## What you will do
Which lines in the entries below contain the word "counter"? Report each of them in full.

## Dataset records
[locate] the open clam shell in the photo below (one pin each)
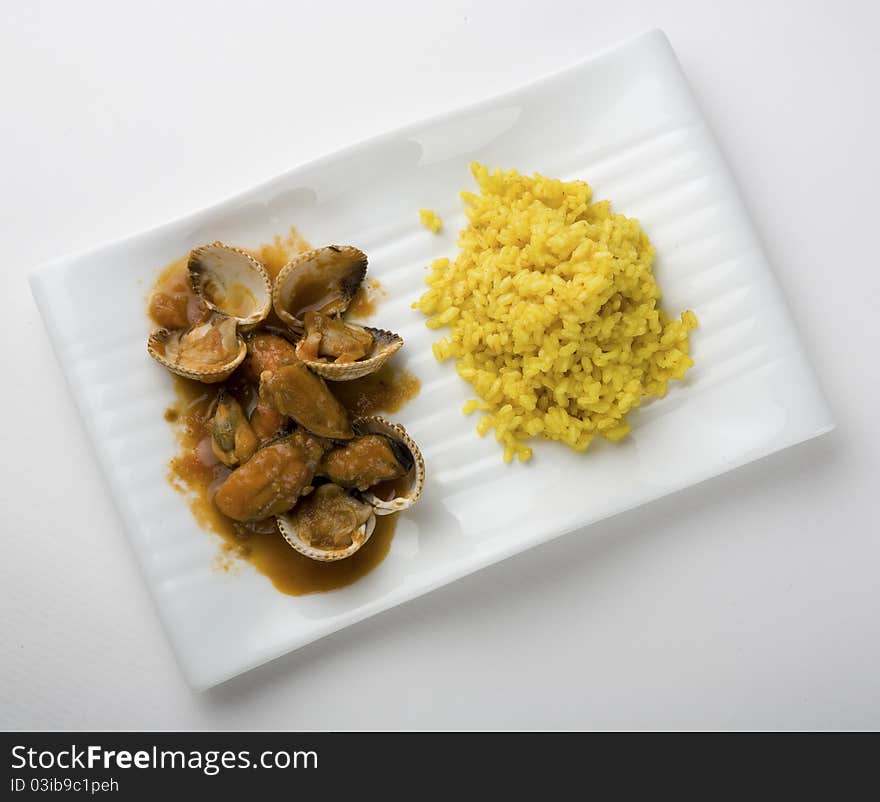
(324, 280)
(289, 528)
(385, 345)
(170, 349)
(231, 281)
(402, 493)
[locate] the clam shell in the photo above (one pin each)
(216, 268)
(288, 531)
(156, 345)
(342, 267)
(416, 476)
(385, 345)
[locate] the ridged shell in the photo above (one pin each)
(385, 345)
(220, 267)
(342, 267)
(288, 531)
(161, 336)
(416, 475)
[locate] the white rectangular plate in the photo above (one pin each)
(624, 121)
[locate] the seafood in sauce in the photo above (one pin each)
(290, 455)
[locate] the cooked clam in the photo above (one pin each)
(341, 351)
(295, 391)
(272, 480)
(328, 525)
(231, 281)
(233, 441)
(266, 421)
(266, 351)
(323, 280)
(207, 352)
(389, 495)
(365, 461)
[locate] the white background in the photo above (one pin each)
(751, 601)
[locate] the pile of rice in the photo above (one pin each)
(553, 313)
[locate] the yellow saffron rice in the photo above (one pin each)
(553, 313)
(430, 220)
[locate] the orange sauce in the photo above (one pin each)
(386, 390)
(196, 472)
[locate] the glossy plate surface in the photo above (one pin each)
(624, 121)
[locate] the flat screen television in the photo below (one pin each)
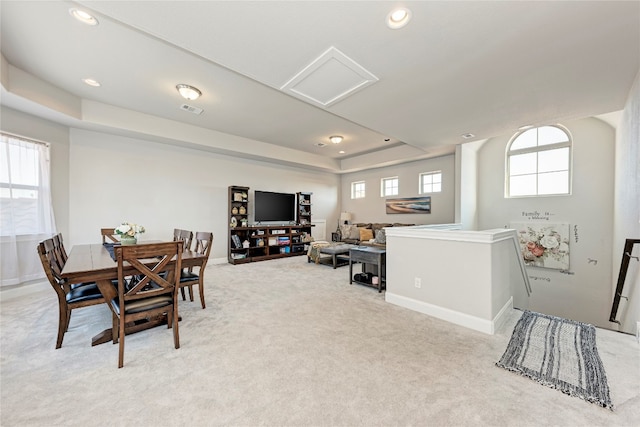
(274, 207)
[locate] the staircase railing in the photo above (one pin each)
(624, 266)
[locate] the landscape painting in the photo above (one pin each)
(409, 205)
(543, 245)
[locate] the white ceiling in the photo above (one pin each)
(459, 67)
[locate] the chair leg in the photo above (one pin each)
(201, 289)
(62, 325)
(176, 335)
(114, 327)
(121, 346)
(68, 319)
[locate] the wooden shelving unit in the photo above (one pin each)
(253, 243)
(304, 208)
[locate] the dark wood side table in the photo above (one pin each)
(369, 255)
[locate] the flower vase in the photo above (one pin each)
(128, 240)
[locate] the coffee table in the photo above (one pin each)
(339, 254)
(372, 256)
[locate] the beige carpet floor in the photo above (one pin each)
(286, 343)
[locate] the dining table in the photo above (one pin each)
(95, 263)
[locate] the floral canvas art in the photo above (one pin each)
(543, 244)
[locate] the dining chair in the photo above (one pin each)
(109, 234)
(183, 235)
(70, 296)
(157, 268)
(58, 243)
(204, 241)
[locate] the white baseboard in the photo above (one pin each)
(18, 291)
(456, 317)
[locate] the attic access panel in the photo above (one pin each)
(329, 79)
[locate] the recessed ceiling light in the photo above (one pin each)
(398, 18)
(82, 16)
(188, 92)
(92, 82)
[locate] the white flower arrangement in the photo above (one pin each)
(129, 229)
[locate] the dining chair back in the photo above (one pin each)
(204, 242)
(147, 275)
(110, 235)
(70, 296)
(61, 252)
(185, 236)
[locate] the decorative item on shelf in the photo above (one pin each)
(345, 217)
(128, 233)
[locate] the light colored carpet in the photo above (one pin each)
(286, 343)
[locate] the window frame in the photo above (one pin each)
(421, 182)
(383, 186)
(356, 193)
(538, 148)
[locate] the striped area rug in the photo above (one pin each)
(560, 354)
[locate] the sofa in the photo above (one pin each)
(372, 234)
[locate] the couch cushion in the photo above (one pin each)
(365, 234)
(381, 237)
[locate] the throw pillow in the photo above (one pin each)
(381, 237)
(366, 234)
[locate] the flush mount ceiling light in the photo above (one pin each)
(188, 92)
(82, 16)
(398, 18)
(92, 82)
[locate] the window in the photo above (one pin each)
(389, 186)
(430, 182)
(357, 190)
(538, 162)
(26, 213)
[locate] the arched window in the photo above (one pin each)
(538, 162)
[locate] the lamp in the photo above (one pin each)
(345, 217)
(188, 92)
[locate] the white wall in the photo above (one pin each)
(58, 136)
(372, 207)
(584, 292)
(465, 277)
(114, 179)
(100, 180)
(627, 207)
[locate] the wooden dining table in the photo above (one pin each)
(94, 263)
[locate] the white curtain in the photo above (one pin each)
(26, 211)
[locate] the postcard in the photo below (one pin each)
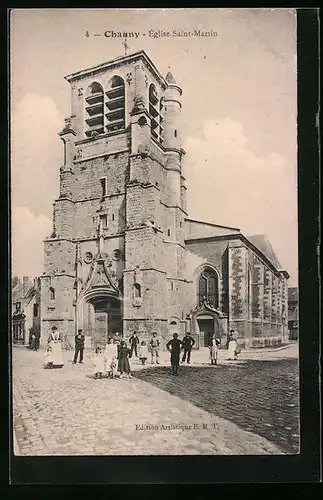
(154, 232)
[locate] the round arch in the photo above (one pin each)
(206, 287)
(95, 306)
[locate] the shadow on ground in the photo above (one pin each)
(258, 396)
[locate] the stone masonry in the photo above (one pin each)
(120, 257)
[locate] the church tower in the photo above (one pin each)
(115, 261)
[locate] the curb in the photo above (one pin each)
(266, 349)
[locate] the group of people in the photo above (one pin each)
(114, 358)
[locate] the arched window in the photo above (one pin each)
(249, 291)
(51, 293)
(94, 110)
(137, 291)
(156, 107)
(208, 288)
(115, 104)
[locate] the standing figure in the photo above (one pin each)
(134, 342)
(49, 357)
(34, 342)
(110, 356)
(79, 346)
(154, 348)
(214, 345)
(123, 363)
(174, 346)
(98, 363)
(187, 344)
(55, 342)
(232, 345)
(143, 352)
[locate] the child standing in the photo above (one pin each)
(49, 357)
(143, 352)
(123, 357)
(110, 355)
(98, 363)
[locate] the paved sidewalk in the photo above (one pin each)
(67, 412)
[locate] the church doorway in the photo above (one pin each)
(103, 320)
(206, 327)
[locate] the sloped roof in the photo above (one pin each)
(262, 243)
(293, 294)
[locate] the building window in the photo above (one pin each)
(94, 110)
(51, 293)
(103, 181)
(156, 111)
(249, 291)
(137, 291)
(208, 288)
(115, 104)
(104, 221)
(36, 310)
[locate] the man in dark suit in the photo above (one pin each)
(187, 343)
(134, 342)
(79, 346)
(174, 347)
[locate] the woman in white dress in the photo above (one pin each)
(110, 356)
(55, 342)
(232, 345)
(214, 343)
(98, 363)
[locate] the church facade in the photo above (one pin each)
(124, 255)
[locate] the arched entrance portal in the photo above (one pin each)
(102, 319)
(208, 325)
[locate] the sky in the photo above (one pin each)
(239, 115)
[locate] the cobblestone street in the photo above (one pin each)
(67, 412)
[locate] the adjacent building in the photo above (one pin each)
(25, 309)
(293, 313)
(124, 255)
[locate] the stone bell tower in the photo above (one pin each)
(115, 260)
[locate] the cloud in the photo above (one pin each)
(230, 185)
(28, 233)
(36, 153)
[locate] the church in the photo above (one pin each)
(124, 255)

* * *

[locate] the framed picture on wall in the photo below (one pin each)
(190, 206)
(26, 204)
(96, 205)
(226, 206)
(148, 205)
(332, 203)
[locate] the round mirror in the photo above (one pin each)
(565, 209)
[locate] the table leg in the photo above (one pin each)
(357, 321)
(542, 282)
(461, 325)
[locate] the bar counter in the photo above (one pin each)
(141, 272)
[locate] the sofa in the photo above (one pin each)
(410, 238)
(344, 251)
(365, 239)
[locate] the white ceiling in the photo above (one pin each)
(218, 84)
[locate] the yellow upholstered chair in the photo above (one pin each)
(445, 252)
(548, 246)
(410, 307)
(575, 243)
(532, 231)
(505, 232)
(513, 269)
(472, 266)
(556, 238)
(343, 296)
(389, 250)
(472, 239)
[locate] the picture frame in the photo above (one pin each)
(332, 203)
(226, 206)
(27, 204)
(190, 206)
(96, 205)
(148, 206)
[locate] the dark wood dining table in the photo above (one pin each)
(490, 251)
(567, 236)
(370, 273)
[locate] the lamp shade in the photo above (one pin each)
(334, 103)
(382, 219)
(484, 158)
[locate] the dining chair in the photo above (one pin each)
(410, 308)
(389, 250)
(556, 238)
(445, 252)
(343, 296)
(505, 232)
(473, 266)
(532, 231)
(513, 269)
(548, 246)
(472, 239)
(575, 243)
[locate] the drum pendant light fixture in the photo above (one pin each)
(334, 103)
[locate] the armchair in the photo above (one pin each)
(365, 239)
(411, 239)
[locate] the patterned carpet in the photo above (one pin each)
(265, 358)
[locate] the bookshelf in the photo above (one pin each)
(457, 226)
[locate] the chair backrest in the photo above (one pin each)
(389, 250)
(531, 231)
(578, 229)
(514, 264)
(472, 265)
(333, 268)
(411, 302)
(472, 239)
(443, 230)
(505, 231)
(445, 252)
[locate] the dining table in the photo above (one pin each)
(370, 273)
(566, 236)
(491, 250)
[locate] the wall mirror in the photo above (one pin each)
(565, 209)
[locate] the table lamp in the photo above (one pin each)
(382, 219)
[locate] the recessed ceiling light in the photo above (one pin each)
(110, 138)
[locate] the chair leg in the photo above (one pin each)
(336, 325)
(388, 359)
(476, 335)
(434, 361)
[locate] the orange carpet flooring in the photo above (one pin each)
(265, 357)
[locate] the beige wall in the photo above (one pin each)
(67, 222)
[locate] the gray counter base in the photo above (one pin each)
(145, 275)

## Output of the task
[locate] the bar counter in the photo above (one pin each)
[locate] the gray counter base in the photo above (one pin each)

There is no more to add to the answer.